Problem to work on: Lift out each line of the data that holds "Target".

________________________

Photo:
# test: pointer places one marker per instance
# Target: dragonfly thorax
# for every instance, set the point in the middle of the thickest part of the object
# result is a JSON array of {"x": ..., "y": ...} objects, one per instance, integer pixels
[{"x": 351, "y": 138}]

________________________

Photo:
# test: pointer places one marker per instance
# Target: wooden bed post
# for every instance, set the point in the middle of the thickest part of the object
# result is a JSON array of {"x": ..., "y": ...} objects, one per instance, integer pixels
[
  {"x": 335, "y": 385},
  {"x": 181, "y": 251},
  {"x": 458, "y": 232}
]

________________________

Completed exercise:
# Target: dragonfly thorax
# Target: wooden bed post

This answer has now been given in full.